ACTIVITY - Copy out the entries exactly, from the first line to the last.

STORED DATA -
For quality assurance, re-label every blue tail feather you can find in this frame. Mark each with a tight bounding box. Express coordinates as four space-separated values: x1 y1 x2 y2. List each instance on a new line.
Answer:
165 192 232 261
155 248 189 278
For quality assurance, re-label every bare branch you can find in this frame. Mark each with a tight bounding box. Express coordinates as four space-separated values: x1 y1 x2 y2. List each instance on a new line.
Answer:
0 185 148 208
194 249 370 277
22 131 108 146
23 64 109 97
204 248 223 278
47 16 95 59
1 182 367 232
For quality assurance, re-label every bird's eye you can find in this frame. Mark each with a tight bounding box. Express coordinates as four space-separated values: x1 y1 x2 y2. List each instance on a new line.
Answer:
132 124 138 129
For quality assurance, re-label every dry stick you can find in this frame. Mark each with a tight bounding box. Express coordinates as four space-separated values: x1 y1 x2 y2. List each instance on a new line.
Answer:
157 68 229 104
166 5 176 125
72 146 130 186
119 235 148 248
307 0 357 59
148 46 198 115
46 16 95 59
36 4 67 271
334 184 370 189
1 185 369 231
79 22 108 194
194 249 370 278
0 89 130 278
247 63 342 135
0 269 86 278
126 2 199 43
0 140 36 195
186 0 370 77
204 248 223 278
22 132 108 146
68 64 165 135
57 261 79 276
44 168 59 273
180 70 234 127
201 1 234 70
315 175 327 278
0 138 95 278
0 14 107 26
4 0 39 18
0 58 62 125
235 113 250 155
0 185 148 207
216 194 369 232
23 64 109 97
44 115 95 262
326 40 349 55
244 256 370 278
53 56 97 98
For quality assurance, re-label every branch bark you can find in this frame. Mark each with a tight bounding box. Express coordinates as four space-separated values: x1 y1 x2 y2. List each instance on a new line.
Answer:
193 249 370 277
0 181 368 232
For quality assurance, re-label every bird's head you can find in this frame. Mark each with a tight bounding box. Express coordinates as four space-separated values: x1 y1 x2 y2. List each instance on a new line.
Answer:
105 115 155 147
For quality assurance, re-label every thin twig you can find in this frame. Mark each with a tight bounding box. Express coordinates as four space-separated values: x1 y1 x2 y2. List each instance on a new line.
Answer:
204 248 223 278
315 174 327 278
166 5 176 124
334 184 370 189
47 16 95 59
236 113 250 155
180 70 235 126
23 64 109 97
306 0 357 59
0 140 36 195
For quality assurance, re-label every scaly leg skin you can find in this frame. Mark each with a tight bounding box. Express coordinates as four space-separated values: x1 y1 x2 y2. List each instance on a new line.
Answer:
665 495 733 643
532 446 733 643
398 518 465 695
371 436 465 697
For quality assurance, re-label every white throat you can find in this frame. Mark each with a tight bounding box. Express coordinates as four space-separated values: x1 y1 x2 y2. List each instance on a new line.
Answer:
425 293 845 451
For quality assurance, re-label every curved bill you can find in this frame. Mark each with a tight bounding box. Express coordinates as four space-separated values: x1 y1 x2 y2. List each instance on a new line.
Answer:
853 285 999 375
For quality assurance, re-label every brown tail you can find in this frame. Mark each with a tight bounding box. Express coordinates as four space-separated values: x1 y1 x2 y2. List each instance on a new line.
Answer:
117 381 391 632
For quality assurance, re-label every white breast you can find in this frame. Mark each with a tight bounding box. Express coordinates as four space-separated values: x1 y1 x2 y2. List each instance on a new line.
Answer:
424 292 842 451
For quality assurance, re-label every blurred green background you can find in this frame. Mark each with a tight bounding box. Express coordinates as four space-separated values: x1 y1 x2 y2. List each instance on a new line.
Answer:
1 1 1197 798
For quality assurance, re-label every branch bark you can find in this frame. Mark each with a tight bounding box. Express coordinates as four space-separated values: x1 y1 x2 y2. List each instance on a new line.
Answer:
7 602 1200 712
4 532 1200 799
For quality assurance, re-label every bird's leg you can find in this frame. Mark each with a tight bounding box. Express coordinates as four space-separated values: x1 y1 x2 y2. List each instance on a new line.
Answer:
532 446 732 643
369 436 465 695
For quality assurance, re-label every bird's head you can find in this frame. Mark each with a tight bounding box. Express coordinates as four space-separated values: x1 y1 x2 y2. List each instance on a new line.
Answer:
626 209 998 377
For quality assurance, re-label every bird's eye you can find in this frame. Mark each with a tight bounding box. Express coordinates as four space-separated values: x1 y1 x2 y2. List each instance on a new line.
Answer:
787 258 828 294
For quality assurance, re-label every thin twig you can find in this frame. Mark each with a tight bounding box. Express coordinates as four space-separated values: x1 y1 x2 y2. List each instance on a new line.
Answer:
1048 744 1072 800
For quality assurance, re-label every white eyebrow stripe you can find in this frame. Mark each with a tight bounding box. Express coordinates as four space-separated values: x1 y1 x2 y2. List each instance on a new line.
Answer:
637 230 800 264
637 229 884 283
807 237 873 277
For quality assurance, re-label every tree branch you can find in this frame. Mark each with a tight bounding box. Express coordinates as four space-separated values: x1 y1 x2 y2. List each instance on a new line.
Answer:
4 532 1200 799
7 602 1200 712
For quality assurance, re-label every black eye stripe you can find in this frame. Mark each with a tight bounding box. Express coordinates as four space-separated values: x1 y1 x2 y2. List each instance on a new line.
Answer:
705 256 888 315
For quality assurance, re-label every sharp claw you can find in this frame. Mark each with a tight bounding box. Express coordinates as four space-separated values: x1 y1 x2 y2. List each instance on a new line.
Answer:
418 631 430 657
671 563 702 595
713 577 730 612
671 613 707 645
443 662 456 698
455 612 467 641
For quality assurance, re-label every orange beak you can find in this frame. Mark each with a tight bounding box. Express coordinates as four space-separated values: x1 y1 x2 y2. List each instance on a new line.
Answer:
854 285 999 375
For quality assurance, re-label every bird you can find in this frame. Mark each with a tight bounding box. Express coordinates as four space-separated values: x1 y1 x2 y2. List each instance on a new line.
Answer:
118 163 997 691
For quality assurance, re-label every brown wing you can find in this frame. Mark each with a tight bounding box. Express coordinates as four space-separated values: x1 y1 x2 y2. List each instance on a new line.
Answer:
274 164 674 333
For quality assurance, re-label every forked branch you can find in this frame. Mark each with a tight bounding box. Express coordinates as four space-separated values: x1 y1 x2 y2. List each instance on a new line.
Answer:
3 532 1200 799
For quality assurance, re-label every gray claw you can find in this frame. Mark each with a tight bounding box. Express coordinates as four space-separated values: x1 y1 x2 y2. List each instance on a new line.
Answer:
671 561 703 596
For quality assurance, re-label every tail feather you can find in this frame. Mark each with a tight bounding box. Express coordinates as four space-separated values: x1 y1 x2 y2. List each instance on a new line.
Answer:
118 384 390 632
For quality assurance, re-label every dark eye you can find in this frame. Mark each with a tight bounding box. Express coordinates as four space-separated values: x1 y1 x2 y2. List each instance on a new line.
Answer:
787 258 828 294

RESULT -
For quality assurance, re-label every blue tail feather you can find in this frame. Mark each with a tight bounding box. Express coordinates as four space-separated values: x1 y1 x2 y2. List each instance on a new line.
Answer:
165 192 232 261
155 248 189 278
For quality assurance, re-label every bare branch you can find in this frame. Mark each with a tight bounding box. Express coordinates as four space-separated values: x1 y1 x2 y2. List each instance on a new line.
Answer:
0 185 148 208
194 249 370 277
22 131 108 146
23 64 109 97
204 248 223 278
47 16 95 59
1 182 367 232
For quality assurance, re-label every bird's eye you can find in this frame. Mark each with a tight bounding box. Express coordinates as four space-separated values: x1 y1 x2 y2. List each instance on a new line.
Answer:
132 124 138 129
For quality assurance, re-label every dry stick you can find in this frame. Mark each with a tight bounding box. Express coordinates as four space-separated values: x1 y1 x2 y2. List each instance on a new line.
Answer:
157 68 229 104
166 5 176 125
72 146 130 186
119 235 148 248
307 0 357 59
148 46 198 115
46 16 95 59
36 4 67 271
334 184 370 189
1 185 369 231
79 22 108 194
194 249 370 278
0 89 130 278
247 63 342 135
0 269 86 278
126 2 199 43
0 140 36 195
186 0 370 77
204 248 223 278
22 132 108 146
68 64 165 135
57 261 79 276
44 168 59 273
180 70 234 127
201 1 234 70
315 175 327 278
0 138 95 278
0 14 107 26
4 0 39 18
0 58 62 125
235 113 250 155
0 185 148 207
216 194 369 232
23 64 109 97
44 115 95 262
326 40 349 55
244 256 370 278
53 56 97 98
For quality assurance, re-label every branch bark you can find in this frame. Mark each with a tight bounding box. Express coordinates as four space-separated values: x1 y1 x2 y2. List each instance on a new line.
Answer:
193 249 370 277
0 181 368 232
For quality assurance, re-label every bird's head you can find in this frame. Mark each with a tight bounding box. Express coordinates as four space-separated values: x1 y1 x2 y2. List each instance on a new line.
Answer:
105 115 155 147
For quality assurance, re-label every thin twig you can find in this frame. Mark each with a tight bounding box. Express coordinates as four space-separated values: x1 y1 x2 y2. List each instance on a new line.
Answer:
204 248 223 278
315 174 327 278
166 5 176 124
334 184 370 189
47 16 95 59
236 113 250 155
180 70 235 126
23 64 109 97
306 0 357 59
0 140 36 195
For quality assurance, re-label every scaly leg skin you can find in this frame. Mark each with a tight bounding box. Express coordinates as four space-separated values: x1 y1 x2 y2. List each instance on a new line.
Answer:
665 495 733 643
532 446 733 643
398 518 465 695
371 436 465 697
For quality assurance, re-label every white throat you can find in this frame. Mark each with a tight bounding box. Express coordinates as four space-separated values: x1 y1 x2 y2. List each instance on a new line.
Answer:
425 293 845 451
For quality assurance, re-label every curved bill you can find in this frame. Mark each with a tight bounding box. Express coordinates as four space-separated values: x1 y1 x2 y2. List each instance on a new line.
Answer:
853 285 999 375
For quality assurance, re-label every brown tail you can find in this frame. Mark each with a tight bounding box. Express coordinates as four space-separated values: x1 y1 x2 y2. List each instance on a new line.
Answer:
117 381 391 632
For quality assurance, re-label every white breast you can find in this frame. Mark each with a tight bounding box. Express coordinates as four space-separated values: x1 y1 x2 y2. List each instance on a new line.
Answer:
424 292 842 451
For quality assurance, re-label every blurred green background you can find in this frame. Mark each with a tight bounding box. Express coordinates as four space-separated values: x1 y1 x2 y2. List each instance on a new line.
Answer:
1 1 1197 798
For quality assurance, re-label every branch bark you can find in this frame. Mark each with a tight bounding box. Express coordinates as four space-separated values: x1 y1 x2 y2. List each instance on a new line.
Answer:
7 602 1200 712
4 532 1200 799
For quality assurance, re-label every bird's leg you can find in this frame. Mark each with a tight bounding box. Express coordinates as four space-separated values: x1 y1 x2 y2. List each instance on a new line.
Answer:
532 446 732 643
369 436 465 695
For quality assurance, re-label every bird's head you can find in this frame. Mark each with a tight bounding box. Express coordinates as four space-separated values: x1 y1 x2 y2. List each instance on a new line.
Answer:
626 209 998 377
For quality assurance, re-label every bird's eye you can find in this frame. Mark each with a tight bounding box. Express coordinates as four space-separated values: x1 y1 x2 y2. List each instance on a new line.
Answer:
787 258 828 294
For quality assurance, re-label every thin twig you can find in this frame. Mark each with a tight bounding box. Express coordinates as four space-separated values: x1 y1 x2 y2. List each instance on a new line.
Answer:
1048 744 1072 800
For quality assurance, re-label every white eyebrow stripe you can find in this frame. Mark each with a tight bounding box. Express coordinates as four space-separated values: x1 y1 x2 y2. List each instance on a new line.
Answer:
637 230 800 264
637 229 884 283
807 237 873 277
For quality assurance, re-label every tree branch you can find in this frame. Mark each with a tight bounding box. Express coordinates as four space-separated values: x1 y1 x2 y2. List each instance on a new line.
Answer:
4 532 1200 799
7 602 1200 712
For quality assurance, re-label every black eye stripe you can find in this frame. Mark each with a tight bounding box. Express coordinates as four space-separated values: x1 y1 x2 y2. List each instance on a new line.
Answer:
705 256 888 315
For quality assurance, re-label every sharp claw you can find in this frame. Mark each with a tight bounding box. Express coordinates as four space-separated values: x1 y1 x2 y2. List each instance on a new line.
Answer:
418 631 430 657
671 563 702 595
713 577 730 612
671 613 707 645
443 662 456 698
455 612 467 641
For quality assurance, re-label every orange beak you can find in this frame. Mark each with a tight bounding box. Express coordinates as four space-separated values: x1 y1 x2 y2. List each instance on a new line.
Answer:
854 285 999 375
For quality assurance, re-label every bird you can find in this frame. Mark each with a tight bounding box. Express coordinates as four space-separated values: x1 y1 x2 y2. List each instance on a new line.
Answer:
118 163 997 691
For quality assurance, re-label every brown wing you can find in this frame. Mark each with a tight bounding box. Express coordinates as four space-separated values: x1 y1 x2 y2. List each instance on a new line.
Answer:
274 164 674 333
For quality assurance, re-label every forked branch you can find in this frame. Mark each with a tight bounding box. Express coordinates as four space-separated values: x1 y1 x2 y2. List each instance on a new line.
Answer:
3 532 1200 799
For quality assurance, re-label every gray claw you can find in this frame. Mark each with a tight bounding box. Express coordinates as four space-separated values: x1 y1 x2 y2. List each instance on a new line.
Answer:
671 561 703 596
For quality assurance, re-label every tail feather you can find in this frame. Mark each with a tight bounding box. Express coordinates as four space-separated values: x1 y1 x2 y2. List each instance on a new line.
Answer:
118 384 390 632
For quality assurance, re-label every dark eye you can find in this frame. Mark each with a tight bounding box. Express coordinates as four space-separated values: x1 y1 x2 y2. List each instance on a new line.
Answer:
787 258 828 294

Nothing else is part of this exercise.